EXERCISE: Convert the entries below into a two-column CSV with the header entry_text,answer and one row per entry. Place each entry's text and its answer in a single quoted field each, and replace any line breaks with spaces.

--- start SOURCE MATERIAL ---

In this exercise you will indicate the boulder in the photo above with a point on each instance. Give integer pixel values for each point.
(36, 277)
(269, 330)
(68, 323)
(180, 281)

--- end SOURCE MATERIAL ---

RESULT FOR THIS TASK:
entry_text,answer
"In this exercise you will indicate the boulder in the photo above with a point on each instance. Give integer pixel values for each point.","(36, 277) (269, 330) (68, 323) (180, 281)"